● Exercise instructions
Write out the entire listing below exactly, with the pictures left out.

[Opening Exercise inputs section]

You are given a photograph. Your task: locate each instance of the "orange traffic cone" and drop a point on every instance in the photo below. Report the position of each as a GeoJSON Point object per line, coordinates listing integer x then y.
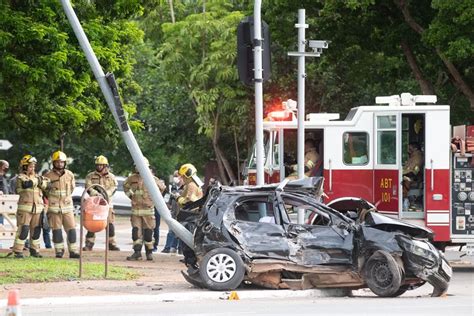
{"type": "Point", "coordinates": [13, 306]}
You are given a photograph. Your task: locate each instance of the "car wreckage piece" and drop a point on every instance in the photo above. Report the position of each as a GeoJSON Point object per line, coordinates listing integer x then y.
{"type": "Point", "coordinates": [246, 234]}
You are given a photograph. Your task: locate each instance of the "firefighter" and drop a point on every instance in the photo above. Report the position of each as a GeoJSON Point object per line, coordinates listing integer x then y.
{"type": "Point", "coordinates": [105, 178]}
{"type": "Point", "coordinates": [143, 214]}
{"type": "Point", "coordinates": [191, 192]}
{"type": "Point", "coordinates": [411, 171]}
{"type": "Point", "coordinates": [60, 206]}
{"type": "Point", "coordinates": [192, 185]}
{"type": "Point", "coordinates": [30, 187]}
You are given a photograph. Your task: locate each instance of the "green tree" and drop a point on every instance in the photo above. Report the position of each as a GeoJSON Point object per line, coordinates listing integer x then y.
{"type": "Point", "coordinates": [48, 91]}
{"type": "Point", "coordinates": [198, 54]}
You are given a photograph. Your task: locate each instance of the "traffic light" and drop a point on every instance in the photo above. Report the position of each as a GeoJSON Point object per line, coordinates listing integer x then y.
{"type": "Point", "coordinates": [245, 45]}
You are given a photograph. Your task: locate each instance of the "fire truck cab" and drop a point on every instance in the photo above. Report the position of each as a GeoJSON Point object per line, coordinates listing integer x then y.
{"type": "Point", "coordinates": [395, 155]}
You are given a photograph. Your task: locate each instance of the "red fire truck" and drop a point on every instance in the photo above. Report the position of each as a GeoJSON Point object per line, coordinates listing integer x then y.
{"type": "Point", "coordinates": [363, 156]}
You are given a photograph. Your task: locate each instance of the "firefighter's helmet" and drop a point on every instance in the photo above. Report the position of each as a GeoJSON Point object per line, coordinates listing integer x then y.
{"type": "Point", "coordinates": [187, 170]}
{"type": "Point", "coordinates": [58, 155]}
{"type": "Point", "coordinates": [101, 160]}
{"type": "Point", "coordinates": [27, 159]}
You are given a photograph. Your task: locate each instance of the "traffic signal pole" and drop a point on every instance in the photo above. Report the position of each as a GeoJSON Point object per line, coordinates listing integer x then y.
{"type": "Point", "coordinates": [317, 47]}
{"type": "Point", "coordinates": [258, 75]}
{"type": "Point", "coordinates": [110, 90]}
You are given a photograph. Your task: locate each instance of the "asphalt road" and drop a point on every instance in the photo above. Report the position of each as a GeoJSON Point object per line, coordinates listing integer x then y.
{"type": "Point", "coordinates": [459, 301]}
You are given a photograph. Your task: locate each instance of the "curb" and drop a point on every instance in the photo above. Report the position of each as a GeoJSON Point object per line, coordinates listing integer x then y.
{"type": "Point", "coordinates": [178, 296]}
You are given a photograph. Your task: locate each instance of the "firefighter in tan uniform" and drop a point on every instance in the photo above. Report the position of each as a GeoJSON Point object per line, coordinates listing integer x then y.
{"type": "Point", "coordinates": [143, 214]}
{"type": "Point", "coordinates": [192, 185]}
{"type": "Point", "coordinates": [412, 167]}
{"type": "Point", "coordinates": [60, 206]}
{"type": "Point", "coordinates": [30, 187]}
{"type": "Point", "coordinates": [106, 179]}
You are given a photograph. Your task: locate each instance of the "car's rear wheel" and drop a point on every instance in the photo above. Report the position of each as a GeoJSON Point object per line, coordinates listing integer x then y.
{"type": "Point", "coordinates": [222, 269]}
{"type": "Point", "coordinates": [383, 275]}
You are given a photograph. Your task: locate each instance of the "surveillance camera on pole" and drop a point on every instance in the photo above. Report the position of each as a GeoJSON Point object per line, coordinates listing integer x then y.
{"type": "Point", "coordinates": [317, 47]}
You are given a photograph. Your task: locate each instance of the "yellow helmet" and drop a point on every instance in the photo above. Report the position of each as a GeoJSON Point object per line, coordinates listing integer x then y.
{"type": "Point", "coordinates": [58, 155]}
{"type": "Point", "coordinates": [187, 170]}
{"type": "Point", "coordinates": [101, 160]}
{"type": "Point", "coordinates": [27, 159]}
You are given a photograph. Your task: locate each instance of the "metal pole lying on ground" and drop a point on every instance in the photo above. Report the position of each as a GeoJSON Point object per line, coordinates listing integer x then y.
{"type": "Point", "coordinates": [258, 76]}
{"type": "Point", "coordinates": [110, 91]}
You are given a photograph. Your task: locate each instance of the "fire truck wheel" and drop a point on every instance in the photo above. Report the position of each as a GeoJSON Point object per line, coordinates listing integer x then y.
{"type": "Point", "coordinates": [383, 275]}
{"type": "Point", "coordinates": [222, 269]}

[Closing Exercise inputs section]

● Solution to this problem
You are given a photograph. Your task: locate each instance of the "orange traffic cone" and drop a point on every instance in the photo below. Report the position of each as a GeoJSON Point object per line, coordinates listing integer x then y.
{"type": "Point", "coordinates": [13, 306]}
You are given a photograph. Your task: locate each instance of the "car wreckage piece" and drop a point on every instance in the photo above. Report the position of each as a GeoJSON Point object per line, coordinates listing integer x then y.
{"type": "Point", "coordinates": [246, 234]}
You are given a photograph. Your task: locate each instance of the "firefighter" and drop a point on every instance in the photo above. Report the position of each as a GeoJSON Point object per line, coordinates listing integer x then y.
{"type": "Point", "coordinates": [105, 178]}
{"type": "Point", "coordinates": [143, 214]}
{"type": "Point", "coordinates": [191, 192]}
{"type": "Point", "coordinates": [411, 171]}
{"type": "Point", "coordinates": [60, 206]}
{"type": "Point", "coordinates": [192, 185]}
{"type": "Point", "coordinates": [30, 187]}
You are given a photograph. Your task: locate each instance of the "green tree" and drop a point on every instance in the photo above. Report the position of each as a GeoJSON Point object per line, coordinates listing integer x then y.
{"type": "Point", "coordinates": [48, 91]}
{"type": "Point", "coordinates": [198, 54]}
You are given a photograph. Your task: locate each instance of the "traffic light" and drop a point on every instance in the photo above. Report the position of each as a GeoJSON Point object per line, coordinates listing integer x then y.
{"type": "Point", "coordinates": [245, 45]}
You are given a photograph. Your task: locate each instance of the "fire truck cab" and drop a point on every instance in the photo above. Report the position of each as a GeoJSON Point object per line, coordinates listing integer x then y.
{"type": "Point", "coordinates": [395, 155]}
You are given a photograph. Your task: locate each instance of the "red fire truck" and drop a point on every instance in the photo above. Report the position of each as a GeoJSON Point object per line, coordinates listing integer x then y.
{"type": "Point", "coordinates": [363, 156]}
You are given a photograph. Your task: locate each instance of the "firefighter's helmet" and drop a point on every instance in the photo above. Report the position of each as a GeoJSON Point object per line, coordinates listing integer x then y.
{"type": "Point", "coordinates": [187, 170]}
{"type": "Point", "coordinates": [58, 155]}
{"type": "Point", "coordinates": [101, 160]}
{"type": "Point", "coordinates": [27, 159]}
You are given a photograph. Your task: locate each instance of the "traffic signal pole" and drop a point on every instance in the photo above. Report the position of each as a GeoJSON Point object per line, coordinates listing integer x then y.
{"type": "Point", "coordinates": [317, 47]}
{"type": "Point", "coordinates": [258, 75]}
{"type": "Point", "coordinates": [110, 90]}
You are given a photograph. Your task: locate each instance of the "asphalt road" and drop a point on every instance in the photo above. Report the position of each as a GeoJSON Point object per line, coordinates listing integer x then y.
{"type": "Point", "coordinates": [459, 301]}
You are given a photograph. Your task: locate each instance of the "curb" and drop a point on every instance in the photo above. Report the position of each as a GeoJSON Point object per line, coordinates listing integer x then y.
{"type": "Point", "coordinates": [178, 296]}
You are given a photograph. Your task: locate each instance of the "firefighter in tan uniform" and drop a point on every instance in the photo above. Report the position of each as a GeoJSON Point object per line, coordinates listing integer x then y.
{"type": "Point", "coordinates": [143, 214]}
{"type": "Point", "coordinates": [192, 185]}
{"type": "Point", "coordinates": [412, 167]}
{"type": "Point", "coordinates": [60, 206]}
{"type": "Point", "coordinates": [30, 187]}
{"type": "Point", "coordinates": [106, 179]}
You are given a photograph. Your task: locate each instance of the "car's rear wheel" and drop a point on every instance in the photo above. Report the position of each as a GeoJSON Point object per line, coordinates listing integer x then y.
{"type": "Point", "coordinates": [222, 269]}
{"type": "Point", "coordinates": [383, 275]}
You are given a photograph. Your task: locate each instance of the "surveillance camera on pole" and drop a point on every instance in the photo above. Report the position of each as a GeoJSON Point object per line, coordinates listing integer x then y.
{"type": "Point", "coordinates": [317, 47]}
You are given a photograph. Your task: locate each instance of the "yellow helmet" and drop a point on every instance in the photo above. Report the position of each as a GeoJSON Point object per line, coordinates listing integer x then y.
{"type": "Point", "coordinates": [58, 155]}
{"type": "Point", "coordinates": [187, 170]}
{"type": "Point", "coordinates": [101, 160]}
{"type": "Point", "coordinates": [27, 159]}
You are given a photograph. Your task: locate each instance of the "metal pole lying on ground" and drop a point on every instance in the photo above. Report the position of each as a GeoJSON Point object per line, coordinates listing integer x then y.
{"type": "Point", "coordinates": [258, 76]}
{"type": "Point", "coordinates": [110, 91]}
You are given a photograph. Your task: locate each instance of the "fire truck wheel" and drop a point on every instance in the photo above. Report the position of each as a GeoJSON Point object per line, coordinates listing integer x then y.
{"type": "Point", "coordinates": [383, 275]}
{"type": "Point", "coordinates": [222, 269]}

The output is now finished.